Consigne 1:
Pouvez-vous renvoyer, sans rien modifier, tout ce qui va de « En calculant, on » jusqu'à « le plus strict. » dans l'article sur l'enfant unique en Chine ?
Consigne 2:
Pouvez-vous reprendre l'article sur l'enfant unique en Chine à l'endroit où il s'arrête et en écrire la suite ?

Texte fourni:
++++++++++
La Chine a été le seul pays à maitriser (par la force) sa démographie. Un exploit pour un pays de cette taille. Maintenant, l’étau de l’enfant unique se desserre. Dorian Malovic a publié un excellent article là-dessus (1)
«A table ! » Les différents plats du dîner forment une belle étoile de couleurs sur la grande table de la famille Niu. Poulet vapeur, oreilles de cochon en lamelles, épinards à l’ail, racines de lotus au gingembre et riz nature.
Le petit garçon de 12 ans, Jian, révise studieusement ses devoirs pour le lendemain et quitte avec regret sa table de travail installée dans le salon. Les parents sont déjà assis à table. Le père, 35 ans, est un petit industriel dans le textile ; la mère, 37 ans, est médecin dans un hôpital de cette grande ville industrielle de la province du Shanxi, dans le nord de la Chine. Soudain, la porte d’entrée s’ouvre. « C’est Yun, notre grand fils de 16 ans, qui revient de sa leçon du soir d’anglais ! », se réjouit la mère.
En calculant, on arrive rapidement à la conclusion que les deux garçons de la famille Niu sont nés bien après la mise en place officielle de la politique de l’enfant unique en Chine, soit 1979. Yun est né en 1997 et Jian en 2001. Le premier n’est « même pas » une fille, ce qui aurait pu encore justifier, aux yeux des autorités, la naissance d’un second enfant, du moins dans les campagnes. Mais nous sommes en ville ici, où, depuis son lancement, le contrôle des naissances a toujours été le plus strict.
Les parents expliquent, alors, avec de grands sourires, comment ils ont pu avoir… deux garçons. « Pour le premier, aucun problème, explique la mère. Pour ma deuxième grossesse, j’ai dû être discrète à l’hôpital. Et je suis partie dans le village de mes parents pour accoucher secrètement », raconte-t-elle, comme si cette histoire était d’une grande banalité. Le père ajoute qu’il était hors de question d’avorter. En tant que médecin, la mère avait pu faire une échographie et savoir le sexe du bébé grâce à une collègue, autre démarche interdite. Elle avouera plus tard, durant le dîner, qu’elle a été contrainte de pratiquer, dans la maternité de son hôpital, tant d’avortements à un stade très avancé de la grossesse qu’elle a voulu « au moins, en tant que médecin, sauver (son) propre enfant ».
Si tout ce processus semble relativement facile dans une Chine en plein développement où « tout » peut s’acheter avec des « enveloppes rouges » sous la table, il restait toutefois la dernière étape, presque la plus importante : l’enregistrement de l’enfant « en ville » et non à la campagne. Car il fallait qu’il puisse vivre avec ses parents, aller à l’école, etc. Pour cela, il lui fallait obtenir l’indispensable hu kou, ou certificat de résidence. C’est là qu’une tierce personne est intervenue. Le père raconte : « J’ai demandé à ma sœur, légèrement plus âgée que moi, de devenir administrativement sa mère. Elle n’a pas hésité une seconde. Notre second fils est donc son enfant, aux yeux des autorités. » Pas de questionnement sur la filiation : les parents et les deux enfants vivent ensemble, les documents ne sont que des paperasses. À leurs yeux, la sœur aînée du père n’est pas la mère du petit garçon. Les situations de ce genre sont si nombreuses en Chine que personne ne viendra poser la moindre question aux parents.
++++++++++
[Lignes d'un jeu de données de pointage d'objets]
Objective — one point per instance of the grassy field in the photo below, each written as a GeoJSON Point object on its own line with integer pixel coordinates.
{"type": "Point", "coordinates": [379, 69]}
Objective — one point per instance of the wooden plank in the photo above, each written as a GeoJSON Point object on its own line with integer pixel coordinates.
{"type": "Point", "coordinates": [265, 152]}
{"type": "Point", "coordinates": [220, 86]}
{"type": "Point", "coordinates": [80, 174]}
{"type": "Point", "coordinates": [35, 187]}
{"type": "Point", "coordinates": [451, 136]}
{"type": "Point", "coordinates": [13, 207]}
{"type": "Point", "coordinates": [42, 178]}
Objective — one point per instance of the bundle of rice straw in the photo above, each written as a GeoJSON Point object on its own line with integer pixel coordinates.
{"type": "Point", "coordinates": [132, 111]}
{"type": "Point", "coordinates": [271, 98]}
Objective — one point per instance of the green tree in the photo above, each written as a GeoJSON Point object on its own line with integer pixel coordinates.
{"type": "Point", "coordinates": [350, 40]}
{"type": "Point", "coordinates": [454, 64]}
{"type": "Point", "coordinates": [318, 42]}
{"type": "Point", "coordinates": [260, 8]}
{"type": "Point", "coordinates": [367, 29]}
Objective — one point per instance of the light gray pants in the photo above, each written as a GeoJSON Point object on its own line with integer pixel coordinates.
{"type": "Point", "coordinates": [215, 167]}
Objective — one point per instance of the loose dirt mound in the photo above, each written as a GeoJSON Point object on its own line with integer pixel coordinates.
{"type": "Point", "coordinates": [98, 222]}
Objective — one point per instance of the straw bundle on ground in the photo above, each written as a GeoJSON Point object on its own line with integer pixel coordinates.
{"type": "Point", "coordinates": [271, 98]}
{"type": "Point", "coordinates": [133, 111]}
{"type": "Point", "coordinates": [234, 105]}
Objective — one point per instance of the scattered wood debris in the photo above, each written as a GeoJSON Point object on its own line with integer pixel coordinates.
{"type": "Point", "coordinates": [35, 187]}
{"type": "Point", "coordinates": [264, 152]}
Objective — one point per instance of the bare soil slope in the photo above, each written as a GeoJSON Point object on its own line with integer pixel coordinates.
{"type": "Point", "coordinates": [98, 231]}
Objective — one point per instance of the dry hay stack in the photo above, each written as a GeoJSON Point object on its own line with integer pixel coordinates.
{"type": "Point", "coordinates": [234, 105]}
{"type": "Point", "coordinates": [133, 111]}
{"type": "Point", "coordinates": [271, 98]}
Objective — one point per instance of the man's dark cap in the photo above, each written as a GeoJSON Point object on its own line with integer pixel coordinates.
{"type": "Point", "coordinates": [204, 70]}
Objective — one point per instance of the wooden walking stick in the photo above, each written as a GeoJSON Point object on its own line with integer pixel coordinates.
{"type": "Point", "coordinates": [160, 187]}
++++++++++
Résultat 1:
En calculant, on arrive rapidement à la conclusion que les deux garçons de la famille Niu sont nés bien après la mise en place officielle de la politique de l’enfant unique en Chine, soit 1979. Yun est né en 1997 et Jian en 2001. Le premier n’est « même pas » une fille, ce qui aurait pu encore justifier, aux yeux des autorités, la naissance d’un second enfant, du moins dans les campagnes. Mais nous sommes en ville ici, où, depuis son lancement, le contrôle des naissances a toujours été le plus strict.

Résultat 2:
Dans son cabinet de psychanalyste à Chengdu, Huo Datong, marié sur le tard et père d’une petite fille, souligne qu’il ne peut pas aussi facilement contourner la loi : il est enseignant à l’université du Sichuan, donc fonctionnaire. « Je risquerais de perdre mon poste et mes avantages, si j’avais un deuxième enfant », dit-il.
Pourtant, dans la mentalité chinoise, une grande famille est symbole de prospérité. Avec la politique de l’enfant unique, la préférence pour les garçons, qui assurent la continuité du clan, a prévalu. Cependant, dans les campagnes, les résistances ont été très fortes : aujourd’hui, on y voit des familles de deux ou trois enfants. En effet, dans les villages où tout le monde se connaît, la répression par les autorités locales était plus difficile qu’en ville, où l’anonymat prévaut. Dans les grands centres urbains, l’application drastique des contraintes, avortements forcés, punitions, perte d’emploi, auraient empêché près de 200 millions de naissances dans les premières années ayant suivi l’entrée en vigueur de la loi.
Dans la pratique, cette loi n’a jamais vraiment concerné toute la population chinoise. Ainsi, les minorités musulmanes, tibétaines, coréennes ou mongoles ont toujours pu avoir plusieurs enfants, à l’image de la Tibétaine Ciren Zhuoga, patronne d’une petite filature, rencontrée à Lhassa, qui a trois filles. Dong Ke Er Cuo, jeune étudiante mongole à Lanzhou, dans le Gansu, a, elle, plusieurs frères et sœurs. Un privilège que les Chinois de l’ethnie han, très majoritaire, jalousent.
Cependant, avec le développement économique et la multiplication des entreprises privées, même dans les villes, les couples qui réussissent dans les affaires n’ont plus à craindre de perdre leur emploi pour avoir transgressé la loi sur l’enfant unique.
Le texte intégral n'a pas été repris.